### [PAGE EXTRACT]
Local elections 2021: What is the financial future for West Northamptonshire?
In 2018 Northamptonshire County Council effectively went bankrupt - twice. The government ordered the authority to be scrapped. With elections for the unitary councils that replaced it taking place, the BBC asked candidates in one of them - West Northamptonshire - if it would fare any better?
In his damning report on debt-ridden Northamptonshire County Council, the government-appointed inspector Max Caller said "living within budget constraints is not part of the culture" of the authority.
Written in 2018, his report said the Conservative-run council should be scrapped.
The government listened.
Along with the county council, which was called the "worst-run" authority in the country by Conservative MP for Kettering Philip Hollobone, the area's seven borough and district councils were also axed.
Fast-forward to 2021, and elections are taking place for the two successor organisations which replaced the various councils. The new councils, both unitary authorities, are West Northamptonshire Council and North Northamptonshire Council.
But back in 2018, another theory to the one put forward by Mr Caller had been in play.
Many, including the then county council leader Heather Smith, who had appealed to the government for fairer funding the year before, felt there simply was not enough money available for the ever increasing costs of services, particularly in adult social care.
Local government expert Professor Tony Travers believes West Northamptonshire Council will fare better than its predecessor - but only because it has to.
Mr Travers, a senior lecturer at the London School of Economics, said it will face "the same demand and financial difficulty" that helped bring down the county council.
"There is no likelihood of any let up," he says. "The new authorities can look forward to flat spending on services other than social care.
"That means reductions.
"Do the new authorities manage their money better? Almost certainly.
"The hope and expectation is they will balance their books."
He said services such as libraries, street lighting and roads "will remain under pressure for years".
Labour's Danielle Stone was the opposition leader on now defunct Northampton Borough Council and a county councillor.
"The Local Government Association says children's and adult social care has been starved of money," she says.
"The government hasn't played fair by local authorities and has starved them of cash.
"We were victims of insufficient funding, but that was compounded by the ideological basis of the Conservative administration at the county council - that low council tax is more important than services and outsourcing is a panacea.

### [SUPPLIED RECORDS]

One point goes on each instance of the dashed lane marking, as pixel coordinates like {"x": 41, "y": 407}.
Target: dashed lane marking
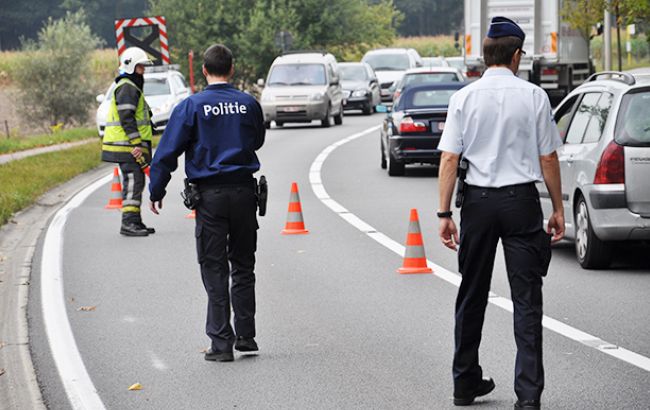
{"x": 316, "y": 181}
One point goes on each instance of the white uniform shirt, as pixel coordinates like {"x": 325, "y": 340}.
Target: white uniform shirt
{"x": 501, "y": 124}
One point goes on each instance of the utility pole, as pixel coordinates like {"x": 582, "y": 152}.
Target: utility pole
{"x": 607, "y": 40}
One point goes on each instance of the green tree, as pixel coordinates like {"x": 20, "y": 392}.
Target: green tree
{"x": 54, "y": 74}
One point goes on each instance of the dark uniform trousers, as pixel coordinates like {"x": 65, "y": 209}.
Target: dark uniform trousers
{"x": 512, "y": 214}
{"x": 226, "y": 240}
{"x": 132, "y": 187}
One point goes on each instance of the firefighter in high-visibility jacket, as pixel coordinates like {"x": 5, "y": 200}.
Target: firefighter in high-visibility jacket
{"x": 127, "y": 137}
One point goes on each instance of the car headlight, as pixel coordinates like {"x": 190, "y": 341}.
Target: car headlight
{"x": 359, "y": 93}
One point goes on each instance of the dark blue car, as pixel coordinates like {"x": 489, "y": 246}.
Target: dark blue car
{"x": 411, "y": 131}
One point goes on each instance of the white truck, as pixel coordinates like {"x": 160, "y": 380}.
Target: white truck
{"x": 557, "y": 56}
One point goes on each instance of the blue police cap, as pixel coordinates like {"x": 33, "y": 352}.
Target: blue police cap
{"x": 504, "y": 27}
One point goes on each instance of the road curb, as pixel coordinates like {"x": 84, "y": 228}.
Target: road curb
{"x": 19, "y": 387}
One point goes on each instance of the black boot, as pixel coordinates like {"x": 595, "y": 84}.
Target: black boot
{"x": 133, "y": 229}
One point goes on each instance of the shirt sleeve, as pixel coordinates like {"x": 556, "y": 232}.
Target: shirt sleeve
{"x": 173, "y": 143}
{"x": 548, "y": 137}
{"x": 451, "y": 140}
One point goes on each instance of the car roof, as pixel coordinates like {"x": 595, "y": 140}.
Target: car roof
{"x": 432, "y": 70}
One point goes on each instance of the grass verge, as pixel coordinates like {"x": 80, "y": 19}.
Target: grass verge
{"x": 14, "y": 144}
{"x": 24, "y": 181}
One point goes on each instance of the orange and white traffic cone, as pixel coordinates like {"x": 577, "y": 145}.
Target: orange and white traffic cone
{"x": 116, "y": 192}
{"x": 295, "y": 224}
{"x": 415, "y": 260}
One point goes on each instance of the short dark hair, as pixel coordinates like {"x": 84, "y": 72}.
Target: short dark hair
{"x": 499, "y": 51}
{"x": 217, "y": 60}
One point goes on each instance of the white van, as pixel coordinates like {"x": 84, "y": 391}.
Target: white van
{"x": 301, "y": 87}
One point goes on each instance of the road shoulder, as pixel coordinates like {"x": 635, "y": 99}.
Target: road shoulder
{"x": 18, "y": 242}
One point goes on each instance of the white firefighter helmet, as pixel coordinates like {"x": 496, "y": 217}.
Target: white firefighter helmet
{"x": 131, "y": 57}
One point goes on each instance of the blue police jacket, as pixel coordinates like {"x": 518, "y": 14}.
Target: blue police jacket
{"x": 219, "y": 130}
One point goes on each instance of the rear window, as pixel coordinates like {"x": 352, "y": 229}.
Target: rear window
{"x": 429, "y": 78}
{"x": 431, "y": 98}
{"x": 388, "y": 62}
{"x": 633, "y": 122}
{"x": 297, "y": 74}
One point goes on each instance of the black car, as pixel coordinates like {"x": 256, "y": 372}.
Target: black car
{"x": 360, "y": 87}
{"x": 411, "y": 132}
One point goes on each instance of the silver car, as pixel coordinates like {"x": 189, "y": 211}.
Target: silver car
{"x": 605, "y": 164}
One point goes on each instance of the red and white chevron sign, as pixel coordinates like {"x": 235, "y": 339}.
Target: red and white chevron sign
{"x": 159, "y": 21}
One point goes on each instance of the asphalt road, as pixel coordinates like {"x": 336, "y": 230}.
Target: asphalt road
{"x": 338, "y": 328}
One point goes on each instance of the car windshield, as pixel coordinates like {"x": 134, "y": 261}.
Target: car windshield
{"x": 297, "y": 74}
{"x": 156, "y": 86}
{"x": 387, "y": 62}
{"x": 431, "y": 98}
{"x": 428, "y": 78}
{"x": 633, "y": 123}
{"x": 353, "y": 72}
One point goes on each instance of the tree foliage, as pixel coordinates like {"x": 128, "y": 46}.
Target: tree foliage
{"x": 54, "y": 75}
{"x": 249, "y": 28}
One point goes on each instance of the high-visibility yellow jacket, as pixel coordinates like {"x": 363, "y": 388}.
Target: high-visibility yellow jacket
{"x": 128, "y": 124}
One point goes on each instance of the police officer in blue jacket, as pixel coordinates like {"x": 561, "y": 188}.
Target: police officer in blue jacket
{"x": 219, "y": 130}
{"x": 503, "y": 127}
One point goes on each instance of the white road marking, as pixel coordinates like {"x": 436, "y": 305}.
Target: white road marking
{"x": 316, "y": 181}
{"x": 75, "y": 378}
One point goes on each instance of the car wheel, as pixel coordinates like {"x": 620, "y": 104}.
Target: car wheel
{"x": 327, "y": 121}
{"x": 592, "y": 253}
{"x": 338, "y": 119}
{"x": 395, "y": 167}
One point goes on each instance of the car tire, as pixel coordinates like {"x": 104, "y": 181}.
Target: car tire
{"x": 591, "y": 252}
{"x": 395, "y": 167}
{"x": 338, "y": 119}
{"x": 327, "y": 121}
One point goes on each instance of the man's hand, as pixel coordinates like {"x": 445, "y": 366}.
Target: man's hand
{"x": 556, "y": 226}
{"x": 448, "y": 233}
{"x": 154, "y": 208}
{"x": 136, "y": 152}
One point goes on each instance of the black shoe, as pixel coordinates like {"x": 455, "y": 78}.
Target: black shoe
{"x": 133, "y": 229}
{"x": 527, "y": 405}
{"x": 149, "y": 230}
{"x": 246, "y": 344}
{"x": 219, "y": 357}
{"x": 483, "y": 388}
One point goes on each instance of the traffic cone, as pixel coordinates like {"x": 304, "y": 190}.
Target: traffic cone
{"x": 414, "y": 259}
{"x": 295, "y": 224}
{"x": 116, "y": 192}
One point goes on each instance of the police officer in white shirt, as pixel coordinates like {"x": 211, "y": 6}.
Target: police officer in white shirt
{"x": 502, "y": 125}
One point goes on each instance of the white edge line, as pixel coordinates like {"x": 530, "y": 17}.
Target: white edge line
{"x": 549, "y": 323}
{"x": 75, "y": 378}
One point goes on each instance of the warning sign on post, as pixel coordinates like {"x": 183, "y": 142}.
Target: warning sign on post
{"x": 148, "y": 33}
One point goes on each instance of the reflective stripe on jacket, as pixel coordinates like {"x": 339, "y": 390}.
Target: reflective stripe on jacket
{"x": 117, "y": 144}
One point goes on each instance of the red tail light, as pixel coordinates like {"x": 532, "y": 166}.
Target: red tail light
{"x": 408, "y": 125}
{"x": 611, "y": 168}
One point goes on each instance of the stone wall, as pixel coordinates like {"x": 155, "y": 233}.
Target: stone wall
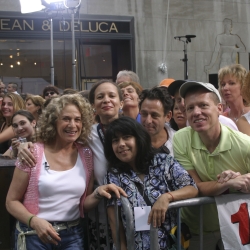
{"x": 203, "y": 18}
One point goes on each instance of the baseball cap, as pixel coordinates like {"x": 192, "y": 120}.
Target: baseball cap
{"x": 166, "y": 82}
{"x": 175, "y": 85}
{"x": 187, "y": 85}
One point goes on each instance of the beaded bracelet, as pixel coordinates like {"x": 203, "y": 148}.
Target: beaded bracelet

### [AIM]
In the article on West Northamptonshire's finances, which two unitary authorities replaced the old county, borough and district councils? The records have no role in this exercise.

### [OUTPUT BELOW]
West Northamptonshire Council and North Northamptonshire Council.